REQUIREMENT -> Write out all the material exactly. Leave nothing out.

SOURCE RECORDS ->
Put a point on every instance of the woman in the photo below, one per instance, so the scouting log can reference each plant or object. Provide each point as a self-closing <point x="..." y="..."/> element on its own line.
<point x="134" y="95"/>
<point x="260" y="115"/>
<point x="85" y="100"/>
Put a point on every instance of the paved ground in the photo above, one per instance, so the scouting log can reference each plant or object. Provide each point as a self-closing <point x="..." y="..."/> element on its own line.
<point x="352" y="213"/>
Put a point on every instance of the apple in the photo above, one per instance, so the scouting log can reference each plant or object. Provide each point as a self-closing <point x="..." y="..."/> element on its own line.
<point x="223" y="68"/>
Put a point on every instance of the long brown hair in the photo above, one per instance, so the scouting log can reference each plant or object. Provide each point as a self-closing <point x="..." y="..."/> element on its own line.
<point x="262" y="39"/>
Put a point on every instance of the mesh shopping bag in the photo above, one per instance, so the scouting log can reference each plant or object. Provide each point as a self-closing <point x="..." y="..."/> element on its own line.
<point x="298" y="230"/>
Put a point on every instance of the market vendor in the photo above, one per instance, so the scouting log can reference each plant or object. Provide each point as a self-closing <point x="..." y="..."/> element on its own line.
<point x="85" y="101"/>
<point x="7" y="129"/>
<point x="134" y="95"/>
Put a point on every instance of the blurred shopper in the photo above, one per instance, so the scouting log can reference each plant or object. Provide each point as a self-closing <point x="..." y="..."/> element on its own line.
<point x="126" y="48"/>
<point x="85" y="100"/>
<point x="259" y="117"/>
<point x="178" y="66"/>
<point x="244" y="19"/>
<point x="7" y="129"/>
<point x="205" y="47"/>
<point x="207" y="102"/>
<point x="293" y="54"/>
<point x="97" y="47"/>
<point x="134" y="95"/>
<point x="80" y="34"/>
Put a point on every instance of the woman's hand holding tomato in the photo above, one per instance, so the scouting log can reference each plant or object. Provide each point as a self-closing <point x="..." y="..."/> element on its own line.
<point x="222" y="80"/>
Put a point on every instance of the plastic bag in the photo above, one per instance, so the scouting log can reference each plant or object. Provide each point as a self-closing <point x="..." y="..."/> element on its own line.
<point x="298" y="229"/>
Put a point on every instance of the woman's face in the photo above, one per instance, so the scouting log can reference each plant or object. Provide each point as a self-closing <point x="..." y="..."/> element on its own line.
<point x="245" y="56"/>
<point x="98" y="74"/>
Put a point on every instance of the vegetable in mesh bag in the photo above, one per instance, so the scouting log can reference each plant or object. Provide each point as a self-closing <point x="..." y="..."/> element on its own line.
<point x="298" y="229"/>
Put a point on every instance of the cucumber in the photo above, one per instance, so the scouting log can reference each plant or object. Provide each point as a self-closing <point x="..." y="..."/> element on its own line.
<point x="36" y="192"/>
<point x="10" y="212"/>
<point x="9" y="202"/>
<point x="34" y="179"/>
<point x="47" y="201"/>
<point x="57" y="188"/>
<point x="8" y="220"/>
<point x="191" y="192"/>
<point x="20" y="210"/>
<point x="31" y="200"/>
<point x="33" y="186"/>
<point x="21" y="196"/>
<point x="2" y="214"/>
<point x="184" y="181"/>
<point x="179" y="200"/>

EXERCISE ANSWER ->
Put a point on every instance of the woman in the photo below, one per instance, so the scouting log can reference each plant or object. Provide each point as a self-closing <point x="..." y="..."/> element on its own line.
<point x="134" y="95"/>
<point x="260" y="115"/>
<point x="85" y="100"/>
Put a point on every instance of the paved ground in the photo above, one per instance, so the scouting log can reference each plant or object. Provide each point as a self-closing <point x="..." y="..."/> element on its own line.
<point x="352" y="213"/>
Put a point on every instance of the apple in the photo above, one per instance, so the scouting log can reference each plant or object. Provide each point as a self-closing <point x="..." y="..."/> element on its own line.
<point x="223" y="68"/>
Put a point on every instance of the long brown hair in the photo above, one per instance, so the scouting log can reference each plant or object. Provide each point as a self-closing <point x="..." y="..."/> element on its own line.
<point x="262" y="39"/>
Put a point on every instance of the mesh shopping bag in the photo above, one per instance, so the scouting log can reference each plant or object. Provide each point as a self-closing <point x="..." y="..."/> element on its own line.
<point x="298" y="230"/>
Put a point on every instance of the market vendor in the photo above, one per instance, so the scouting log can reference each plant or object. Provide each point as a self-closing <point x="..." y="..."/> element on its own line.
<point x="85" y="101"/>
<point x="7" y="129"/>
<point x="134" y="95"/>
Put a point on every instance of the blurred shopper in the photo above, one per instance, so the scouting log can reference each plant or object. Provide each point as a self-closing <point x="..." y="..."/> element on its own line.
<point x="126" y="48"/>
<point x="85" y="100"/>
<point x="259" y="117"/>
<point x="178" y="66"/>
<point x="244" y="19"/>
<point x="7" y="129"/>
<point x="205" y="47"/>
<point x="207" y="102"/>
<point x="293" y="54"/>
<point x="97" y="47"/>
<point x="134" y="95"/>
<point x="80" y="34"/>
Put a point on every instance of the woman's hand holding tomato in the photo above, one per instance, so the scouting log can reference each plant or object. Provide each point as a self-closing <point x="..." y="..."/> element on its own line.
<point x="222" y="80"/>
Put a point on every instance of the plastic bag in the photo above, one per instance, so the scouting log can reference each plant or object. Provide each point as a self-closing <point x="..." y="..."/> element on its own line.
<point x="298" y="229"/>
Put a point on every instance of the woman's face in the photo above, one per instance, so the scouting log can reference each plant or object. Provide each point as a self-closing <point x="..." y="..."/> element on its own line.
<point x="245" y="56"/>
<point x="98" y="74"/>
Put a point on every instance of the vegetable in mesh bag in the photo above, one per instance, so the scouting log can reference each plant or object. Provide each point as a self-closing <point x="..." y="..."/> element on its own line.
<point x="298" y="229"/>
Put a point on every instance of the cucumber in the photo above, one per instance, so the scouting log can reference each plant or object. Provide each point as a self-closing <point x="..." y="..."/> element on its own line.
<point x="36" y="192"/>
<point x="10" y="212"/>
<point x="9" y="202"/>
<point x="34" y="179"/>
<point x="47" y="201"/>
<point x="57" y="188"/>
<point x="8" y="220"/>
<point x="191" y="192"/>
<point x="20" y="210"/>
<point x="31" y="200"/>
<point x="33" y="186"/>
<point x="21" y="196"/>
<point x="2" y="214"/>
<point x="184" y="181"/>
<point x="179" y="200"/>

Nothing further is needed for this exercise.